▸ **Istruzioni di lavoro 1**
Rispondi in base al brano sull'interrogatorio del Guerrazzi:
(a) Davanti a quale tribunale fu citato l'autore della Battaglia di Benevento?
(b) Quali figure rappresentano le due statue, secondo la sua risposta?
(c) Che cosa sarebbe il pugnale, stando al Guerrazzi?
▸ **Istruzioni di lavoro 2**
Riporta senza modifiche il passo del brano sull'interrogatorio del Guerrazzi che inizia con "Citato a comparire" e arriva fino a "pugnale, signor dottore?".
▸ **Istruzioni di lavoro 3**
Porta avanti il brano sull'interrogatorio del Guerrazzi, riprendendo subito dopo l'ultima battuta riportata.

##### Sezione del documento #####

Citato a comparire dinanzi al tribunale di polizia, l’autore della Battaglia di Benevento non negò la sua partecipazione all’ordinamento del funerale, ma negò recisamente che le statue rappresentassero cosa meno che innocente.

— O che cosa rappresentano, dunque, signor dottore?

— L’una la Costanza — illustrissimo signor commissario — l’altra la Storia, alludendosi colla prima alla fermezza d’animo con che il generale Colletta sopportò i patimenti della sua ultima malattia, colla seconda alla musa che presiede agli studi prediletti dal defunto.

— Ma quel pugnale, signor dottore?

— Oibò, illustrissimo signor commissario — rispose il Guerrazzi con quel suo risolino sarcastico che sconcertava i suoi avversari; — ecco una domanda che fa torto alle sue profonde e vaste cognizioni in fatto di simbolica... Il pugnale non è altro che lo Stilo.... Lei sa, illustrissimo signor commissario, la storia scrive collo stilo...

— Ho capito — s’affrettò a rispondere il Manetti mortificato da quella lezioncina.

##### Voci riportate #####

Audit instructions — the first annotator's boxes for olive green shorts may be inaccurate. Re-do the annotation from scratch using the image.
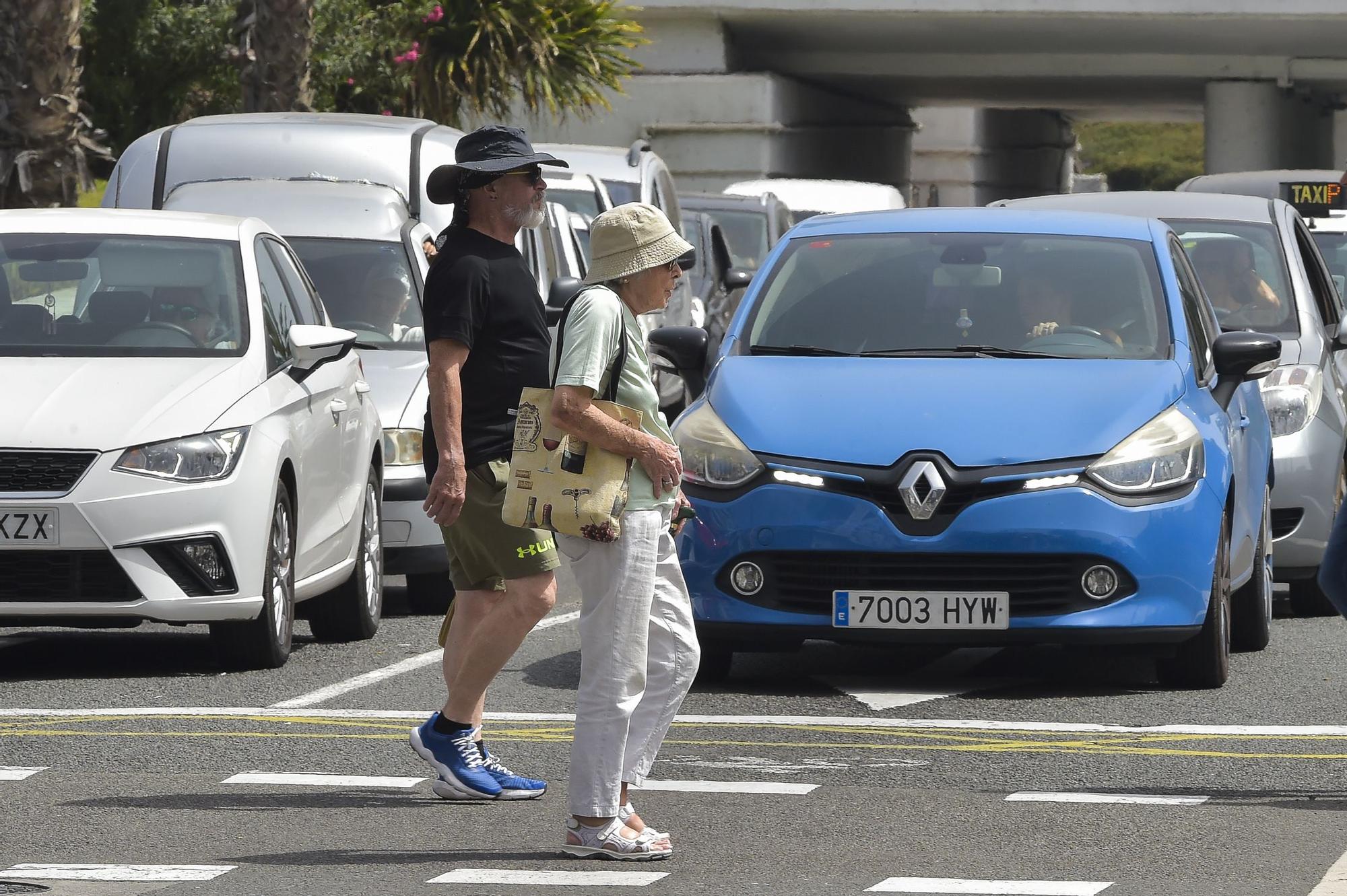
[440,458,560,590]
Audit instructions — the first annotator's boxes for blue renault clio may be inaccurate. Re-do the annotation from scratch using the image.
[651,209,1280,687]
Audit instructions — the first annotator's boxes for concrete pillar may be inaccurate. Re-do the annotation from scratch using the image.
[1204,81,1285,174]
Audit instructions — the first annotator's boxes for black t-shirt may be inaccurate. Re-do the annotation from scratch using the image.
[423,226,551,481]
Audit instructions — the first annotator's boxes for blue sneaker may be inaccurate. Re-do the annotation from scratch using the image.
[409,713,501,799]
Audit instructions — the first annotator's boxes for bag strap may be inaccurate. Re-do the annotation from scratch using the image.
[551,287,626,403]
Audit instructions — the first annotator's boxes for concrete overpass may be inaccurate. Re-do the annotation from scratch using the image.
[490,0,1347,205]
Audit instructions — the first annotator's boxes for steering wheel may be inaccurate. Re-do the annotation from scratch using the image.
[334,320,393,342]
[108,320,205,349]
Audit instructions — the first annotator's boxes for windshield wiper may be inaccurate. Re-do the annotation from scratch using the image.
[749,346,855,358]
[859,346,1065,358]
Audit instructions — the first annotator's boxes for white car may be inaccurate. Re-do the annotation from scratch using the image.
[722,178,907,223]
[0,209,383,667]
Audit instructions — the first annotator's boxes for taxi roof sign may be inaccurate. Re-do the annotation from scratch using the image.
[1281,180,1347,218]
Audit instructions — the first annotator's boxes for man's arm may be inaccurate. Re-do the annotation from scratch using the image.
[422,339,469,526]
[550,386,683,497]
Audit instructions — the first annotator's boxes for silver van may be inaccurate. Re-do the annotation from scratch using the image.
[993,191,1347,615]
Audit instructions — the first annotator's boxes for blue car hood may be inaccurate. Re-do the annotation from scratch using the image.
[707,355,1184,467]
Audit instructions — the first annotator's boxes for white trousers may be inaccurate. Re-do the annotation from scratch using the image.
[556,510,702,818]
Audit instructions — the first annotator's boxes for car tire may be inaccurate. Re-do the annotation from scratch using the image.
[1230,487,1273,651]
[696,640,734,685]
[1157,514,1230,689]
[308,467,384,640]
[407,572,454,616]
[210,481,295,670]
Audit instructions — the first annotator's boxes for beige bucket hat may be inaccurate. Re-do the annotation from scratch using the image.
[585,202,692,283]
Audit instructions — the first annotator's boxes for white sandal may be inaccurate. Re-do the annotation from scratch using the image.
[617,800,674,843]
[562,818,674,862]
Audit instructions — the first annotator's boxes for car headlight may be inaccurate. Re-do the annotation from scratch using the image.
[112,427,248,481]
[1261,365,1324,436]
[672,403,762,488]
[1087,408,1206,495]
[384,429,423,467]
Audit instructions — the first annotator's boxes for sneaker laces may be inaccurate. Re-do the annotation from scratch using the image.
[450,730,484,768]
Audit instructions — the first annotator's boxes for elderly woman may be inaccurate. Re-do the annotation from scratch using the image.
[552,203,700,860]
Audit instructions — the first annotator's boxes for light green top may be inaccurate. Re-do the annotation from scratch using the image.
[548,287,676,510]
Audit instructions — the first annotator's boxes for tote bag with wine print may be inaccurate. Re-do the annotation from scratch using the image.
[501,291,641,542]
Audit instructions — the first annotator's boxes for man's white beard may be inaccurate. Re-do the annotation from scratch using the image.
[505,205,547,230]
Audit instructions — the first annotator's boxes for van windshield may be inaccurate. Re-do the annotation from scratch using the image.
[0,233,248,358]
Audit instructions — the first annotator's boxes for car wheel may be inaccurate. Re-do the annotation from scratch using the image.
[1230,488,1273,651]
[407,572,454,616]
[210,481,295,668]
[308,467,384,640]
[696,640,734,685]
[1157,514,1230,687]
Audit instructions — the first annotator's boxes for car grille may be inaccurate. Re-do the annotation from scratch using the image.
[1272,507,1305,538]
[0,550,139,602]
[718,551,1137,616]
[0,450,98,493]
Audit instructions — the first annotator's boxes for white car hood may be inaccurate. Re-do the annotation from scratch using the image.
[0,358,257,450]
[360,349,428,429]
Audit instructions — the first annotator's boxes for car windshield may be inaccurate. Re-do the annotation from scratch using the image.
[1168,221,1300,335]
[748,233,1171,358]
[0,233,248,358]
[711,210,768,271]
[603,180,641,206]
[1313,230,1347,295]
[287,237,426,351]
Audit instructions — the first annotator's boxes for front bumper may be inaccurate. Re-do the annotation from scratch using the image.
[679,473,1223,643]
[0,449,276,623]
[380,464,449,576]
[1272,417,1343,567]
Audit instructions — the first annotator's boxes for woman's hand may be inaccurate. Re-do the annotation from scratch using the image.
[636,436,683,497]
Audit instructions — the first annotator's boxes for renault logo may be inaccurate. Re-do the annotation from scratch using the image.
[898,460,944,519]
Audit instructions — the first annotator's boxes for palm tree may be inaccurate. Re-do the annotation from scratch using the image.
[399,0,647,124]
[0,0,97,209]
[234,0,314,112]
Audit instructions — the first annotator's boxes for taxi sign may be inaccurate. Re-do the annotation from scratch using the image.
[1281,180,1347,218]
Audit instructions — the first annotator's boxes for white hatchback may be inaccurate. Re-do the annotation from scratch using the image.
[0,209,383,668]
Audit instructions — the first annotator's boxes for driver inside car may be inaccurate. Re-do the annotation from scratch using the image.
[1016,264,1122,349]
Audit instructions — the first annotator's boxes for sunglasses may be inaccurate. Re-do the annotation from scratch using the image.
[501,168,543,187]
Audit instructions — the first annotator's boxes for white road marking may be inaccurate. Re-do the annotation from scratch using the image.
[1309,853,1347,896]
[220,772,426,787]
[0,864,237,881]
[0,706,1347,737]
[819,647,1012,712]
[269,609,581,709]
[426,868,668,887]
[640,780,819,796]
[0,765,47,780]
[865,877,1113,896]
[1006,790,1211,806]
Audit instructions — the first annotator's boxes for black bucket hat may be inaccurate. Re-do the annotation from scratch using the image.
[426,125,570,206]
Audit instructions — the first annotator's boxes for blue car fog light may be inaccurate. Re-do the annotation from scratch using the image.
[1080,566,1118,600]
[730,562,765,597]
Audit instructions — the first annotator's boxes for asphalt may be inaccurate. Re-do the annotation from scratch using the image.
[0,580,1347,896]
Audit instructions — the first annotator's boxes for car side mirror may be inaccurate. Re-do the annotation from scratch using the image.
[288,324,356,373]
[725,268,753,292]
[546,277,585,327]
[649,327,707,399]
[1211,333,1281,408]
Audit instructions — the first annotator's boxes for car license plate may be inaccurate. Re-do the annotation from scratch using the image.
[0,507,61,547]
[832,590,1010,629]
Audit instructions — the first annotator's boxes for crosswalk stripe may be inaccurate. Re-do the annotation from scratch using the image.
[0,862,237,883]
[0,765,47,780]
[426,868,668,887]
[1006,790,1211,806]
[640,780,819,796]
[865,877,1113,896]
[220,772,426,787]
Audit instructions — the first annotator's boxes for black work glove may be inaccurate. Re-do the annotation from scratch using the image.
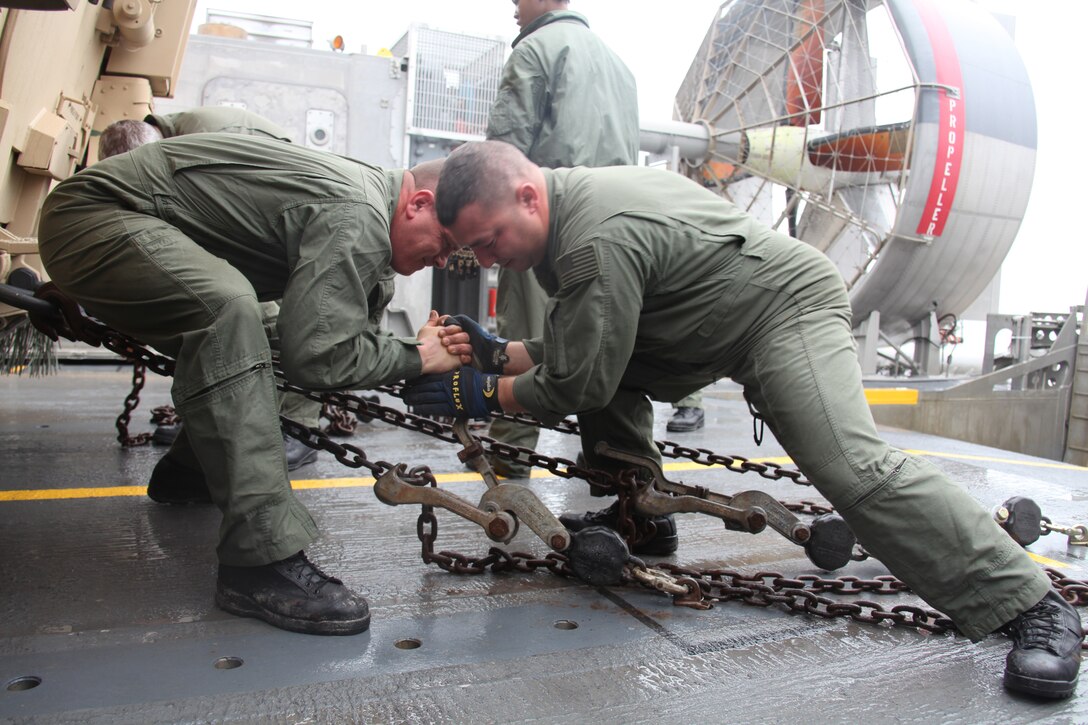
[404,367,503,418]
[446,315,510,373]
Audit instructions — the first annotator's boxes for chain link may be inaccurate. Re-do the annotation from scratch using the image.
[114,363,151,448]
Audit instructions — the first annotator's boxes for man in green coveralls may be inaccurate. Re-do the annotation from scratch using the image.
[39,134,471,635]
[405,142,1083,698]
[486,0,639,478]
[98,106,321,468]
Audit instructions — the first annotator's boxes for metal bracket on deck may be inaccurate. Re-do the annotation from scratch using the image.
[596,442,811,544]
[374,420,570,551]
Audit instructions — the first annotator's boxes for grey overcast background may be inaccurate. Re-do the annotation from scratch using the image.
[187,0,1088,315]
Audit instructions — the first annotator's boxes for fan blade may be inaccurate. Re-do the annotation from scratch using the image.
[807,122,911,173]
[786,0,825,126]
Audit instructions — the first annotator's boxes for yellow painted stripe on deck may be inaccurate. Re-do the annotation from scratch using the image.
[907,451,1088,471]
[0,451,1088,503]
[865,388,918,405]
[0,456,790,502]
[1027,552,1083,570]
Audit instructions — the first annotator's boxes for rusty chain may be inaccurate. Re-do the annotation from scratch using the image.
[23,296,1088,650]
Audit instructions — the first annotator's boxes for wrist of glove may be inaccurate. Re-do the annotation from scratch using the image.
[446,315,510,373]
[404,367,503,418]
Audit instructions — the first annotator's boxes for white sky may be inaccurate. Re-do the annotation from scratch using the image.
[189,0,1088,315]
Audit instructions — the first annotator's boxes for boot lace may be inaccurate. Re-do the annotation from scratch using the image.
[284,552,342,594]
[1009,601,1061,651]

#####

▸ **Risposta al compito 1**
(a) Il tribunale di polizia.
(b) La Costanza e la Storia.
(c) Lo Stilo.

▸ **Risposta al compito 2**
Citato a comparire dinanzi al tribunale di polizia, l’autore della Battaglia di Benevento non negò la sua partecipazione all’ordinamento del funerale, ma negò recisamente che le statue rappresentassero cosa meno che innocente.

— O che cosa rappresentano, dunque, signor dottore?

— L’una la Costanza — illustrissimo signor commissario — l’altra la Storia, alludendosi colla prima alla fermezza d’animo con che il generale Colletta sopportò i patimenti della sua ultima malattia, colla seconda alla musa che presiede agli studi prediletti dal defunto.

— Ma quel pugnale, signor dottore?

▸ **Risposta al compito 3**
Furono anche interrogati Temistocle Guerrazzi e il Bastogi. Il primo, quanto alle statue, rispose che queste erano state da lui copiate da due statue scolpite dal suo maestro, Emilio Demi, per S. M. l’imperatore del Brasile, rappresentanti l’una la Costanza, l’altra la Segretezza. Egli, riproducendole, lasciò intatta la prima e convertì nella Storia la seconda, togliendole dalle mani la chiave indicante segretezza e sostituendovi lo stilo.

Il Bastogi fu interrogato sulla provenienza dei denari coi quali erano state pagate le spese del funerale.

— I denari — rispose il futuro ministro delle finanze italiane — furono messi insieme mercè una colletta...

— E gli oblatori?

— Alla testa di tutti Pietro Bastogi, illustrissimo signor commissario; poi... cosa vuole ch’io ricordi?

E, difatti, il sor Pietro non aggiunse altro, quantunque le esortazioni a parlare non gli fossero mancate.